• TASK INSTRUCTIONS: Please output the entries below from the line that contains "Indicate the grassy" through the final line, reproduced exactly and alone.

_ _ _ _ _

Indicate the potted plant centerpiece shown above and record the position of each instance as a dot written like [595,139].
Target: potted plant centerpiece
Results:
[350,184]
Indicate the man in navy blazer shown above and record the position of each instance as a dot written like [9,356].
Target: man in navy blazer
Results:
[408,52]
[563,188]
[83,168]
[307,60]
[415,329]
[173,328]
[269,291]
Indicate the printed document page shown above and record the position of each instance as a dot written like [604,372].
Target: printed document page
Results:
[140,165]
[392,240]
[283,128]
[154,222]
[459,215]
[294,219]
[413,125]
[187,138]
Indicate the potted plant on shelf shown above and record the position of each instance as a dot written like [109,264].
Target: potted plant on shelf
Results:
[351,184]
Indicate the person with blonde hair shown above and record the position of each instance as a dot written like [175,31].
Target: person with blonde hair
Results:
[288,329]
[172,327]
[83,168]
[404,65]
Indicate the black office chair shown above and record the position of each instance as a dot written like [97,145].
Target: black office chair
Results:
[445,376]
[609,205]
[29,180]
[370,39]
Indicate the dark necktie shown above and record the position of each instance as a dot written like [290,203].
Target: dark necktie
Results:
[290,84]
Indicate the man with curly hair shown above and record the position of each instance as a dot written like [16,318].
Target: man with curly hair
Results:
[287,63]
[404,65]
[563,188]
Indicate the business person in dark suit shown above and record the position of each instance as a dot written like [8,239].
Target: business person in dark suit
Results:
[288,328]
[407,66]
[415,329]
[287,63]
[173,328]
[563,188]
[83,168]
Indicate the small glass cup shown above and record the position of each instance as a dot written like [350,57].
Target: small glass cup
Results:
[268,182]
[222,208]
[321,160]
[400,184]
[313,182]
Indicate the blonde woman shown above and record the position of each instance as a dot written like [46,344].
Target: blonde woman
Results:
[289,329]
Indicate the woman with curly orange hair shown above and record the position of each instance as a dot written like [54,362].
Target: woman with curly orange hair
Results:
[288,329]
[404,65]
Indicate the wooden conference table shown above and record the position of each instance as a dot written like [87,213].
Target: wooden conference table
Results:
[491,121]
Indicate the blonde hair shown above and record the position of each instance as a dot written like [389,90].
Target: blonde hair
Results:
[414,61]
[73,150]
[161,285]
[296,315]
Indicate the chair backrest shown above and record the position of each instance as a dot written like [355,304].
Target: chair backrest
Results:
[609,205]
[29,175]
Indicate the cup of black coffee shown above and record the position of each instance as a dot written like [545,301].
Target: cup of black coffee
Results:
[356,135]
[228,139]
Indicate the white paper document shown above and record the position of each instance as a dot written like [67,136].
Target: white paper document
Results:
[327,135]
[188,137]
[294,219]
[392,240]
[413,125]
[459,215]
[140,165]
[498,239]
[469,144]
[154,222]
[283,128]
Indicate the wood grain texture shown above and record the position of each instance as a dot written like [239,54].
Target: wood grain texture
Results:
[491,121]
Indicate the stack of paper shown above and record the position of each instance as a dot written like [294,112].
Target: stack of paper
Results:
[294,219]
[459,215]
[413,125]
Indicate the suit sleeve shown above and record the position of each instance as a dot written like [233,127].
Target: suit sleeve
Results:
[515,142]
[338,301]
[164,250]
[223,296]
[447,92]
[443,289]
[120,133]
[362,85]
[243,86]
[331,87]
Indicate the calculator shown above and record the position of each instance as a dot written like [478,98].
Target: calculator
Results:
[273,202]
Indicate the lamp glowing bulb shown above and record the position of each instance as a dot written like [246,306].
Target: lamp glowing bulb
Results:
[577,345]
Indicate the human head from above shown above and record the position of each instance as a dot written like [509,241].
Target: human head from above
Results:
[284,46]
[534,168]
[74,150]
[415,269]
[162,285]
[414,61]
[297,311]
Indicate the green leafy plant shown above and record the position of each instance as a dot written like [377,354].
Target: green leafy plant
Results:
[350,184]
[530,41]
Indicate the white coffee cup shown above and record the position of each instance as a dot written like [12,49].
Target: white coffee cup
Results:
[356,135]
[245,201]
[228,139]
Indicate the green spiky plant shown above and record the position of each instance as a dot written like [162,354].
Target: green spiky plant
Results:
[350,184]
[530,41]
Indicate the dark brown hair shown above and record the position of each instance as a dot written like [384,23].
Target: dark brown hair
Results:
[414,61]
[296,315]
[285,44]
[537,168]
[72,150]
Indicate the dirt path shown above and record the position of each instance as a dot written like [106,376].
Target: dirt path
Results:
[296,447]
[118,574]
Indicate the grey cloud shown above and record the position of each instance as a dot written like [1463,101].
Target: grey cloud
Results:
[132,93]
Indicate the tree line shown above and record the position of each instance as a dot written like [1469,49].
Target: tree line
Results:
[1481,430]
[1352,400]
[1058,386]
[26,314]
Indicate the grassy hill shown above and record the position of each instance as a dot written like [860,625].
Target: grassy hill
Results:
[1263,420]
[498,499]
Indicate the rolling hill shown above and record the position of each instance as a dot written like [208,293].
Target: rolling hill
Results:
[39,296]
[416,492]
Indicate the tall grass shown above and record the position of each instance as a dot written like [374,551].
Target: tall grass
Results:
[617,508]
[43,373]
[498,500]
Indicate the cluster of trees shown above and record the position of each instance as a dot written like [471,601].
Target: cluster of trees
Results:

_ _ _ _ _

• REPLY:
Indicate the grassy hill shown above and record the position of each instance as a dot written like [860,625].
Target: grassy hill
Results:
[1263,420]
[498,499]
Indicate the rolling hill shown above and record the position of each instance as a dot written like [208,293].
Target: rolling hill
Results:
[39,296]
[416,492]
Indicate the tall grass shown above and record the position of each instance as a dot written like [374,551].
Target: tall grass
Results:
[617,508]
[43,373]
[498,500]
Indicate the cluster of trees shown above and record the position of each instance as a dot written like [471,601].
Target: cluster of trees
Results:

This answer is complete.